▽
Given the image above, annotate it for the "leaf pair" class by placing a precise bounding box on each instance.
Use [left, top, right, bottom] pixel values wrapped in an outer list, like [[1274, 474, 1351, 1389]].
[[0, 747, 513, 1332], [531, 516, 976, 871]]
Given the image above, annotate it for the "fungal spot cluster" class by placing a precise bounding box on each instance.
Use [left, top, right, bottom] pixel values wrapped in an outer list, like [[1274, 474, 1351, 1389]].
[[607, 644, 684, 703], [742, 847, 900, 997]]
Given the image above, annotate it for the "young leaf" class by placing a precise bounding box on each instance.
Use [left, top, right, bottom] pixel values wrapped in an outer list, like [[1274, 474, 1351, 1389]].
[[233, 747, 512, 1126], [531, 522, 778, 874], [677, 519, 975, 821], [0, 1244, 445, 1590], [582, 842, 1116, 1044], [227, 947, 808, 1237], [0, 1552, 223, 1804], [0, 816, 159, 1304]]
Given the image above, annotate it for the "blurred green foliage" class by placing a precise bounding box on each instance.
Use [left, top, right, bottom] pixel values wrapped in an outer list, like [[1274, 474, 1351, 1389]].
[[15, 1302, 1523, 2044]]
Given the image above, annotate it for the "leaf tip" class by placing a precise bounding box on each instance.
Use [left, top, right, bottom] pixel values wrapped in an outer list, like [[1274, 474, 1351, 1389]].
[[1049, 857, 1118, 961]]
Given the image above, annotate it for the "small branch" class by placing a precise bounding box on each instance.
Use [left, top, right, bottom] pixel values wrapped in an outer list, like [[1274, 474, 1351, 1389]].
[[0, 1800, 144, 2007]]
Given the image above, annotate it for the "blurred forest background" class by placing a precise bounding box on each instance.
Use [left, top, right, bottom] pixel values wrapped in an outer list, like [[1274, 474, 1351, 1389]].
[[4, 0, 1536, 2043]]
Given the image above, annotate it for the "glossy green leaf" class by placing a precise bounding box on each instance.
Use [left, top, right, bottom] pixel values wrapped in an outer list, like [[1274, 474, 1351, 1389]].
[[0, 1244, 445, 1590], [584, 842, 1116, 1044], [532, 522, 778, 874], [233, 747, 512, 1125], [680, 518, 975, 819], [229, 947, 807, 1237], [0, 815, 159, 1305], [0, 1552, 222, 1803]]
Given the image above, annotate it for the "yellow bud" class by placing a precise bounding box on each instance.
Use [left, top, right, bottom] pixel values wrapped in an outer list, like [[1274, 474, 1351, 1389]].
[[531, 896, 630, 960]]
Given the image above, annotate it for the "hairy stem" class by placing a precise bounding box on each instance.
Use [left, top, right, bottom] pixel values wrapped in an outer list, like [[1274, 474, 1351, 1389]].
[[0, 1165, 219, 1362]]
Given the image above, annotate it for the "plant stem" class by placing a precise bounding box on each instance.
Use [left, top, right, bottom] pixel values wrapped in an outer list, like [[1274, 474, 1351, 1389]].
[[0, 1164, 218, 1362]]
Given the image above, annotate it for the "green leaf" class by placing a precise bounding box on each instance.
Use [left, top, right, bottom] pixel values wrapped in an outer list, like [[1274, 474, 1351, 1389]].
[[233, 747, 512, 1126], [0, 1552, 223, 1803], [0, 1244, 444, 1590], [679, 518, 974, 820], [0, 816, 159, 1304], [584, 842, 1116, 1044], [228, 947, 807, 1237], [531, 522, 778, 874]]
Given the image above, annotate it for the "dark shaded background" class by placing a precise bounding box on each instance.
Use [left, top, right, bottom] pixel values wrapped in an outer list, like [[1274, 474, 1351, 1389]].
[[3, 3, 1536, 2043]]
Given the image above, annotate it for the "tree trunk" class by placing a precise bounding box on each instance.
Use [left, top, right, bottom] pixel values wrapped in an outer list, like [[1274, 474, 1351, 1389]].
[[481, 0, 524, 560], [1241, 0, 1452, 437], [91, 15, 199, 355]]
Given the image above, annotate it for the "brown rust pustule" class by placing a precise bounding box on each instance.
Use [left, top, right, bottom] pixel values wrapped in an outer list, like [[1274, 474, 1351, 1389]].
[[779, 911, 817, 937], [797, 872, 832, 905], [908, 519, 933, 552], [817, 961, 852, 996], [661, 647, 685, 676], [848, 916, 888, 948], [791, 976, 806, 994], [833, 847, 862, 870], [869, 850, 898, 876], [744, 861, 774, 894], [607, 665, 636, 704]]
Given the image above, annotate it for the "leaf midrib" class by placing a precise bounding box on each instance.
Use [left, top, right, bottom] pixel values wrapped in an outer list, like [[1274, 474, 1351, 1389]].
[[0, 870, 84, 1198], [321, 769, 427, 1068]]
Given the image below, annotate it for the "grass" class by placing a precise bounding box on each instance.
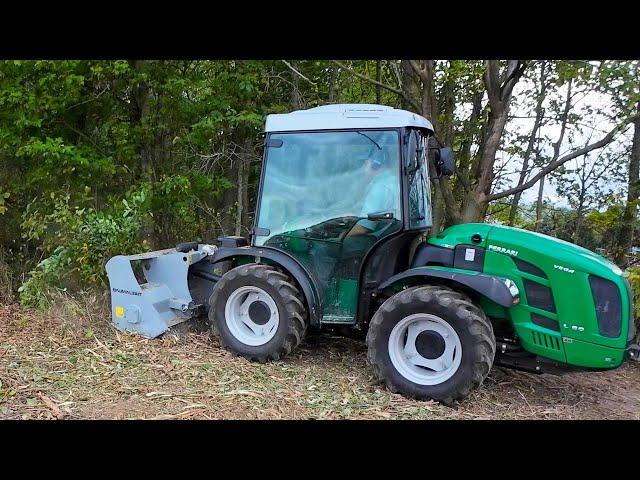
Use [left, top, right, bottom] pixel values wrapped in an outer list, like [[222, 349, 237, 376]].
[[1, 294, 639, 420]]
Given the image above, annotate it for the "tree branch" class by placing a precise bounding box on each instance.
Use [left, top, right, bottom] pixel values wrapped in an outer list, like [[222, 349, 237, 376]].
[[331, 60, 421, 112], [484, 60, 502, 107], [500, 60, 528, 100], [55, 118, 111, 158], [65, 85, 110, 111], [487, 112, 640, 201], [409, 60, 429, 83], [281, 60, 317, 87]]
△
▽
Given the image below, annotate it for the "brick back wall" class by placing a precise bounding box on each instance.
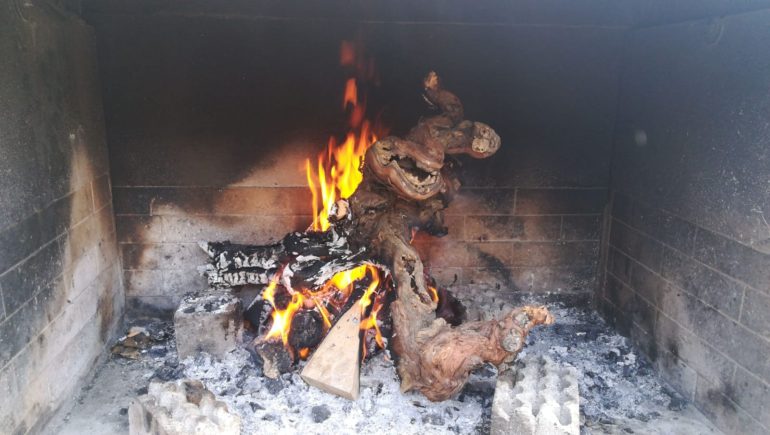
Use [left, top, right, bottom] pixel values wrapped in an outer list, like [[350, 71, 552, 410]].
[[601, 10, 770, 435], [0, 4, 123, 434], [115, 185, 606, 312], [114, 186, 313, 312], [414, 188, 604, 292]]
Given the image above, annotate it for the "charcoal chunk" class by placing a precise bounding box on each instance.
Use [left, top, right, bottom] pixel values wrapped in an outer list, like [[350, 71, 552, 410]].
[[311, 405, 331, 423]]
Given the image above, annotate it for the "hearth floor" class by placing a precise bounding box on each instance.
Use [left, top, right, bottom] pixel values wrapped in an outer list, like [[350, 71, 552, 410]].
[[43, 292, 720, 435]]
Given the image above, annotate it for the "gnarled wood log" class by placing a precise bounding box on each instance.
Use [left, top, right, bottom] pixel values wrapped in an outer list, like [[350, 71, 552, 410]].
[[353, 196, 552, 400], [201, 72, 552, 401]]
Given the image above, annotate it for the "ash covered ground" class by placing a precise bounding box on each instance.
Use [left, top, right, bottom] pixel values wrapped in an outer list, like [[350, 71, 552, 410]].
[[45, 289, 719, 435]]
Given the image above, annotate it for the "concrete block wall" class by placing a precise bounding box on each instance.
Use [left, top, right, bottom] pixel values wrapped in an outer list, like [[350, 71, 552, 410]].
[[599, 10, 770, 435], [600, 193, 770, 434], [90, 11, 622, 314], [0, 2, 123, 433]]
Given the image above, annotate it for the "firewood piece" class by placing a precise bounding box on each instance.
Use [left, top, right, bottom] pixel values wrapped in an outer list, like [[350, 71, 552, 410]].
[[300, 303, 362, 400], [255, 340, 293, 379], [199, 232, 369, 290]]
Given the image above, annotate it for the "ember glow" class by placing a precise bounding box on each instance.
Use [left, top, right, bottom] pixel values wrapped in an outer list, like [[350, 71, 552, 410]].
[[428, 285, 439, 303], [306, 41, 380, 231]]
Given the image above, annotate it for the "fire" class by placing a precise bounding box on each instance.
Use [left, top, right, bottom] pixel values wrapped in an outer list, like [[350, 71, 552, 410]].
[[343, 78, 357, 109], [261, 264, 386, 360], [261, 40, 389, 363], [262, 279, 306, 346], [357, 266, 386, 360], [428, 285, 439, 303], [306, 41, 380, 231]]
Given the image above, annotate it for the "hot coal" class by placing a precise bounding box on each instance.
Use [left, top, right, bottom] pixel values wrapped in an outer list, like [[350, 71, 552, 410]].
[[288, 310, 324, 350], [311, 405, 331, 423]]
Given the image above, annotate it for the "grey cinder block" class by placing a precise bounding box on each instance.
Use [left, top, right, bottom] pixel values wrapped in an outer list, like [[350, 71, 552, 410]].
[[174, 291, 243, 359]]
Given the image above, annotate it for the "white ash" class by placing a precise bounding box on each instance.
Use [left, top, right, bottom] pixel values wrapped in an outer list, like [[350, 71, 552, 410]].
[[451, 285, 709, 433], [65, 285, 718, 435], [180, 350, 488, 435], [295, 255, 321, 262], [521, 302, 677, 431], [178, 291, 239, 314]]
△
■ WORK REQUIRED: Search the listing above for the string "block" and return each line it appears on.

■ EXPECTED ANSWER:
Given the image above, annotate it for the "concrete block wall" class by placing a precise bounding box on each instance.
Given the image above, annotate it for the "grey cinder block" class by placing a precise bounding box on each instance.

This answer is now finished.